[Assignment]:
Show, from the records below, all lines that contain the word "mane".

Point-per-instance localization data
━━━━━━━━━━━━━━━━
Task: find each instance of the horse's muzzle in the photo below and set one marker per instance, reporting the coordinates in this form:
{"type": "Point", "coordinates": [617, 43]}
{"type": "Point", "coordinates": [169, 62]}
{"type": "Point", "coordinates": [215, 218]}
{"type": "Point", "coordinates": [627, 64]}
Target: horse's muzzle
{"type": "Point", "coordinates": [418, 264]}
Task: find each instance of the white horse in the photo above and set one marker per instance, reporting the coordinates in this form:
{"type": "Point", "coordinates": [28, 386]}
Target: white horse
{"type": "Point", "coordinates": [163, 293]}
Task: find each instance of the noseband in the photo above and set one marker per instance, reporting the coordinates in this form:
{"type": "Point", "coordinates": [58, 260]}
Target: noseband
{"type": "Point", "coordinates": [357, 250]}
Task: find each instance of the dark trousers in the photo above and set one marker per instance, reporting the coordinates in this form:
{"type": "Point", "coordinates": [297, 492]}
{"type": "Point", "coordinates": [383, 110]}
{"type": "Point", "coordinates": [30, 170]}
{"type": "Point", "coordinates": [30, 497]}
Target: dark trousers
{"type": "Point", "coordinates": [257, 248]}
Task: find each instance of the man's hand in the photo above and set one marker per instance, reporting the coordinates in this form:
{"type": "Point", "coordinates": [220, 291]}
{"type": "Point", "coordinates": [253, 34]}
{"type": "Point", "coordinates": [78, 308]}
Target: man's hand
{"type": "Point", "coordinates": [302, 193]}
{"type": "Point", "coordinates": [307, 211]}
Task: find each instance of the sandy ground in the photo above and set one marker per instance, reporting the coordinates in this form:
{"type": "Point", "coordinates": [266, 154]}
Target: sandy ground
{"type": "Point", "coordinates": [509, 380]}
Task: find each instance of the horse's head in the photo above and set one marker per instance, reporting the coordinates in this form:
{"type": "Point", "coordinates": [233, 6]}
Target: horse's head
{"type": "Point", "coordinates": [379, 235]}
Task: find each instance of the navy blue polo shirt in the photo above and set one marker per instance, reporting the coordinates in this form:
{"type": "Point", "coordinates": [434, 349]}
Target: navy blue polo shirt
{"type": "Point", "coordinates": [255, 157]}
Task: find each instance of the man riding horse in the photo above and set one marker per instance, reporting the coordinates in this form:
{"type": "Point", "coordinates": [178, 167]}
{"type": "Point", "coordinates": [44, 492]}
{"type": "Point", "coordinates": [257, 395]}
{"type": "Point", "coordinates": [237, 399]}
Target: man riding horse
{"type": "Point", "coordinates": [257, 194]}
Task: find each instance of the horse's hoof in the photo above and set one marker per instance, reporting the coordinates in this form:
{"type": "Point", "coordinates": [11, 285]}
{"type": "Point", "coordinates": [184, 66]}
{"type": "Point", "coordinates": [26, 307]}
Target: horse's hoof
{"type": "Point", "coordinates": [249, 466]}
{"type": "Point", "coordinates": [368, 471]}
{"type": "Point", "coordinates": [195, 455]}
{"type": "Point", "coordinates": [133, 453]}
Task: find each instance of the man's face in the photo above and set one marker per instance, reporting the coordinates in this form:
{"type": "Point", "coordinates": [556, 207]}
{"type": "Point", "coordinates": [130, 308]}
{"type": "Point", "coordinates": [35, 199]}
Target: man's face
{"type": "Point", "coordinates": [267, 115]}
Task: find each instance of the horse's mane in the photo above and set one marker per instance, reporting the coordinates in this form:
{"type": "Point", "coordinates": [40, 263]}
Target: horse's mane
━━━━━━━━━━━━━━━━
[Worked solution]:
Task: find each instance of the horse's mane in the photo above and set one marker per instance, reporting the coordinates in this form:
Target: horse's mane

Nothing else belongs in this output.